Goal - Return every line in the rows below that contains the word "reflection". Case counts.

##############################

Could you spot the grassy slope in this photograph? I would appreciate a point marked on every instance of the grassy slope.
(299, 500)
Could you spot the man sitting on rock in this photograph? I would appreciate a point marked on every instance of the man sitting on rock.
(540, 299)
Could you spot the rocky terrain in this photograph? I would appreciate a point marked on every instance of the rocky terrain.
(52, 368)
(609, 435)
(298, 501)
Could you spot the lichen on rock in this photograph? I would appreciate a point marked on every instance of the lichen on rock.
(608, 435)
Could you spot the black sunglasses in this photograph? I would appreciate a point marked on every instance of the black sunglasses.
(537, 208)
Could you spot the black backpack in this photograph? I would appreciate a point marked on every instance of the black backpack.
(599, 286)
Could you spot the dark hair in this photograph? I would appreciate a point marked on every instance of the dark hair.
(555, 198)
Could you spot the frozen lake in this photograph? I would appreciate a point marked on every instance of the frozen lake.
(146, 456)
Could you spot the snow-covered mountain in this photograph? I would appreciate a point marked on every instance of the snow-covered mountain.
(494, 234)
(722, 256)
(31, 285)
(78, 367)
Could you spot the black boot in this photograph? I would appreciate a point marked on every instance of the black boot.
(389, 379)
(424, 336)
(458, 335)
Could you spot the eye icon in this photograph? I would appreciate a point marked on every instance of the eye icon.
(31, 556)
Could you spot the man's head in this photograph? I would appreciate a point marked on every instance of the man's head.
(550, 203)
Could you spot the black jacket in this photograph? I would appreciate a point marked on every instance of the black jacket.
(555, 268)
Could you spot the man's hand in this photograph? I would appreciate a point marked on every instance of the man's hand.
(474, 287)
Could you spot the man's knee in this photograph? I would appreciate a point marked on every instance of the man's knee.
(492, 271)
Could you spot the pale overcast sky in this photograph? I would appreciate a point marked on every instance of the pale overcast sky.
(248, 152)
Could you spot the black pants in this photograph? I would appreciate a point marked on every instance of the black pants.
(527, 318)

##############################

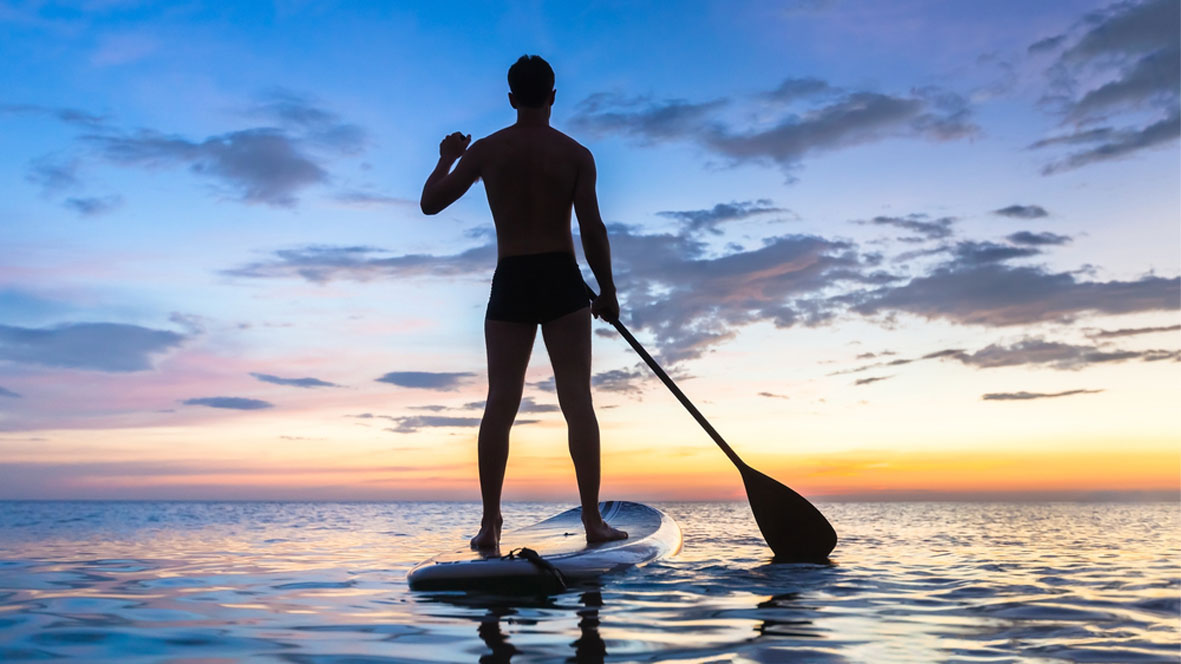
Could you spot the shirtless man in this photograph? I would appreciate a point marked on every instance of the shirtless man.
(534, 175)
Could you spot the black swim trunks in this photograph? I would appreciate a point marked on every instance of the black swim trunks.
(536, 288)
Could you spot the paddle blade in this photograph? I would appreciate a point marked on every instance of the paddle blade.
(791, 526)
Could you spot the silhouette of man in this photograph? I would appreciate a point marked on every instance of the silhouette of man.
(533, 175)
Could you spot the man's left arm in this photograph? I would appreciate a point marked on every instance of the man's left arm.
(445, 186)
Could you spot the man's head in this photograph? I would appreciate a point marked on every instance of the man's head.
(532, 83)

##############################

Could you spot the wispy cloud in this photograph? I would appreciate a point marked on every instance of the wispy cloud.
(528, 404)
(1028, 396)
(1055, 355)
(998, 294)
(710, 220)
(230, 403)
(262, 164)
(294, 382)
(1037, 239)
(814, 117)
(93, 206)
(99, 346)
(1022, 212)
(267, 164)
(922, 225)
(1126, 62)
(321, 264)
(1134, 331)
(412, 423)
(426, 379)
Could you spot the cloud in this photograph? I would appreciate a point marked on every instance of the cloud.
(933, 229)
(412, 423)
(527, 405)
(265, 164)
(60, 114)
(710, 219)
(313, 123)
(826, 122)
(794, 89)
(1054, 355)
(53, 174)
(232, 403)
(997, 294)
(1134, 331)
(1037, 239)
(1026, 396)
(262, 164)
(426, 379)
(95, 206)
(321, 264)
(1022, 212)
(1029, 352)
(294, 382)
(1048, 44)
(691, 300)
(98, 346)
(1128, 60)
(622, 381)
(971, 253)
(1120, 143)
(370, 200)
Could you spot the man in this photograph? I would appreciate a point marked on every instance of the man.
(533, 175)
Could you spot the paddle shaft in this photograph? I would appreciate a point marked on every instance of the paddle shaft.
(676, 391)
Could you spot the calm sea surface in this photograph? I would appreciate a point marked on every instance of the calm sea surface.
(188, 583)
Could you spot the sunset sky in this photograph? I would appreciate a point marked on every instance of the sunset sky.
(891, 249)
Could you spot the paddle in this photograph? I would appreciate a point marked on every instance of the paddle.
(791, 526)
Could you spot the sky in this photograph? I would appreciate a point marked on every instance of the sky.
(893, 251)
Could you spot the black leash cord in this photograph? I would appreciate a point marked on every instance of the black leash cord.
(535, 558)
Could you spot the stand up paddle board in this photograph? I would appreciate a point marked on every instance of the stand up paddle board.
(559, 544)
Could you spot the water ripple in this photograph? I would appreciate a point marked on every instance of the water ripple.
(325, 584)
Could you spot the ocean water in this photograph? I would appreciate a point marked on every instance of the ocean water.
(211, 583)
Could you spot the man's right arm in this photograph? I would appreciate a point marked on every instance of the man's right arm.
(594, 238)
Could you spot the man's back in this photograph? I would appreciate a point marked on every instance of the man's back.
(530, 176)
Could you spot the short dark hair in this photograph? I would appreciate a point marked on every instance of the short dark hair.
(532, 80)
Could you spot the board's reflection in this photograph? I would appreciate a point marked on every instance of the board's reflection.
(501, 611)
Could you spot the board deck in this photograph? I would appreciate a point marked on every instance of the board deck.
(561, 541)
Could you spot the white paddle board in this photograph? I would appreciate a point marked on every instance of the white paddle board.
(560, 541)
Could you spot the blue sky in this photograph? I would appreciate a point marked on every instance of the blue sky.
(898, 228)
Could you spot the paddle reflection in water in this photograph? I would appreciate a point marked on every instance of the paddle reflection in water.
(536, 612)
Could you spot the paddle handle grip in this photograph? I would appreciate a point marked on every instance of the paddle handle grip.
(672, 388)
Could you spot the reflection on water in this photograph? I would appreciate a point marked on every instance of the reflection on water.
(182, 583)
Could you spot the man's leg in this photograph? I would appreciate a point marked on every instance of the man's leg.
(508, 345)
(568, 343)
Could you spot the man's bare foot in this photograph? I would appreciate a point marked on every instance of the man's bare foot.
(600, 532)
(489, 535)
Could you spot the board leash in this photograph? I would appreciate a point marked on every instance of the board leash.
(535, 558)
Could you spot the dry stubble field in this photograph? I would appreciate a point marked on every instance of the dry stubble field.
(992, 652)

##############################

Result of this task -
Could you spot the board's reflection in this photograph? I would appreciate a point marked on every instance of the board's reflection.
Could you spot the paddle reflection in water in this photograph? I would appreciate a point marked on every instance of the paddle reflection in water.
Could you spot the reflection on water in this photograph? I would appreciate a point marked on every instance of the reflection on water.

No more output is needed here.